EXERCISE OBJECTIVE: Where the records below show a line containing "Guideline: one marker per instance of the hillside, placed", start copying; end with the line containing "Guideline: one marker per instance of the green bush, placed", and copy it too.

• • • • •

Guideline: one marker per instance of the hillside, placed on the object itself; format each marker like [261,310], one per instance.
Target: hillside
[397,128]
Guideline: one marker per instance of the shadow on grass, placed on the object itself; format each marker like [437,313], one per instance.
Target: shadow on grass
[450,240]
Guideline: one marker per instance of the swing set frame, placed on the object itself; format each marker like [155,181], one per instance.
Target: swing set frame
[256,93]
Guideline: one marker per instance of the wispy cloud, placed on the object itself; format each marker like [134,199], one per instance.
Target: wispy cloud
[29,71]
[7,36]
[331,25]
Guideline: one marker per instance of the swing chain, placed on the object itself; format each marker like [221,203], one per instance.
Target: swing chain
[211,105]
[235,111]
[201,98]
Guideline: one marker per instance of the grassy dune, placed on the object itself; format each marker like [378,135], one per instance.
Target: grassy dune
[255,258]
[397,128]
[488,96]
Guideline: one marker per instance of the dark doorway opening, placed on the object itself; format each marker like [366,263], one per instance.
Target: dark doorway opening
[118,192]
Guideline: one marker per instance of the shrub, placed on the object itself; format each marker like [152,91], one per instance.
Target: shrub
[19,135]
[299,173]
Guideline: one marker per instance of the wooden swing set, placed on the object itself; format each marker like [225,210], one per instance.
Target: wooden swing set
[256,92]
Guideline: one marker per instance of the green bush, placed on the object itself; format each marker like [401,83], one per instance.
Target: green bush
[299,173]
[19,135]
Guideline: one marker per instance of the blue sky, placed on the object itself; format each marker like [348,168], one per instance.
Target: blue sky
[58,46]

• • • • •

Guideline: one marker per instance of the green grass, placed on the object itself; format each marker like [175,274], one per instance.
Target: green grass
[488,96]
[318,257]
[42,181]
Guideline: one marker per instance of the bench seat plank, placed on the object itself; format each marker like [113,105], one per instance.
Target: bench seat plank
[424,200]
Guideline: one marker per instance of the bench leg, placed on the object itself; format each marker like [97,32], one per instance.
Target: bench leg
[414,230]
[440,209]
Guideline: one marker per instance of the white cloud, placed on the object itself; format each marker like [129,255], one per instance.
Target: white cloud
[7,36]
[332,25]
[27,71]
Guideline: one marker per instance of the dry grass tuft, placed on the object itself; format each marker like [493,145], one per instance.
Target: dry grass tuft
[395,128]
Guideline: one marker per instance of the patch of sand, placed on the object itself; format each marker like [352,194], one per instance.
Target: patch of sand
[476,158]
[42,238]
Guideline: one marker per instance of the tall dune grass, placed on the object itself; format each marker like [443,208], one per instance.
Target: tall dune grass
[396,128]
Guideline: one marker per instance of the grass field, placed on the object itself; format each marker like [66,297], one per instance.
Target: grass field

• • • • •

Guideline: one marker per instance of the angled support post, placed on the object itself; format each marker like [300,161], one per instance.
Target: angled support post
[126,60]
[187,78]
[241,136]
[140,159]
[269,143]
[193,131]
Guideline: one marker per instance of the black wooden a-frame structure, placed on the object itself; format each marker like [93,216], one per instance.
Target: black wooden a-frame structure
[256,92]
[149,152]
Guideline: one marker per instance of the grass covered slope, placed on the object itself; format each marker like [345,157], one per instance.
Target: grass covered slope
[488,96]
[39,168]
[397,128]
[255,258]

• • • • •

TASK RESULT:
Guideline: one marker per instance of the hillside, placed on the object itself; format each marker like [261,310], one per instance.
Target: hillside
[397,128]
Guideline: one marker per instance of the shadow on grass, placed on the object itself; format each marker like [437,313], one per instance.
Target: shadow on grass
[450,240]
Guideline: one marker per instance of the swing set frame, placed on the object itself; format each marker like [155,181], one per instance.
Target: swing set frame
[256,93]
Guideline: one marker per instance of the wispy cloud, placed on the object itself; format each marker like [134,199], one per instance.
Target: wispy cloud
[29,71]
[7,36]
[331,25]
Guideline: one marker per instance of the swing chain, placed on the object itself; format each marker like [221,203], one per instance.
Target: swing chain
[211,105]
[235,111]
[201,98]
Guideline: one marker per instance of the grassy dune, placed on the object itself; format each marker like [378,135], one per instance.
Target: grassy dune
[255,258]
[397,128]
[488,96]
Guideline: one marker per instance of the dark doorway opening, placed on the object itself; format each marker like [366,263], one per instance.
Target: dark doorway opening
[118,192]
Guideline: one marker per instance of the shrub, placed on the object itself; format each marker like [152,91], one per instance.
Target: shrub
[19,135]
[299,173]
Guideline: one marker per instance of the wooden swing set, placed on the object itself; format each marker like [225,210], one per instance.
Target: wooden swing set
[256,92]
Guideline: one marker per instance of the green bush, placed on the object itself; format each marker like [401,83], one per instance.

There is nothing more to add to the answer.